Exercice A ->
Recopiez sans rien changer les lignes de données ci-dessous, depuis celle qui contient « find the woman's bare foot » jusqu'à la dernière, toutes deux comprises.

Texte à lire ->
Pour apprécier le génie de Grégoire de Nazianze, nous devons, tout de suite et résolument, faire bon marché de cette prétendue poésie[1]. Non qu’il n’y eût en lui un réel instinct de poète. Son âme, pensive et recueillie, aimante et mystique, sa sensibilité vive, son imagination brillante, auraient pu, si elles eussent pris de bonne heure cette direction, s’exhaler en méditations harmonieuses. Mais les habitudes de sa pensée et de son style, formées par l’art oratoire et la théologie, résistaient à l’inspiration. Sa phrase, nette, précise, antithétique, n’avait ni l’élan, ni la mollesse, ni la liberté qui conviennent au rêve. Quand le sujet demandait le laisser-aller, l’abandon de la pensée entraînée par les images, l’indécision charmante et fugitive des impressions, l’orateur qui était en lui tendait aux formules impérieuses, le moraliste aux instructions circonstanciées, le théologien aux distinctions abstraites et subtiles. Dans les passages où sa poésie est religieuse, elle a le tort de rappeler de trop près les canons des conciles ; dans ceux où elle est personnelle, elle hésite entre la chronique sèche et le sermon.

Données à traiter ->
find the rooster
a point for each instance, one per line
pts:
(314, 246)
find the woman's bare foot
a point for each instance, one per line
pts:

Exercice B ->
Poursuivez le texte sur la poésie de Grégoire de Nazianze à partir de l'endroit où il s'arrête.

Résultat attendu A ->
find the woman's bare foot
a point for each instance, one per line
pts:

Résultat attendu B ->
C’est donc à ses discours, uniquement, qu’il y a lieu de s’arrêter. Et sur ce sujet même, disons d’abord que, malgré son titre de « théologien », Grégoire, fût-ce dans ses exposés de théologie, ne montre pas plus que Basile, cette originalité forte du penseur qui crée des idées neuves ou transforme les anciennes par des aperçus propres. Comme philosophe, il n’a été qu’un disciple et un défen-

  1. Villemain l’a singulièrement surfaite dans l’ouvrage déjà cité.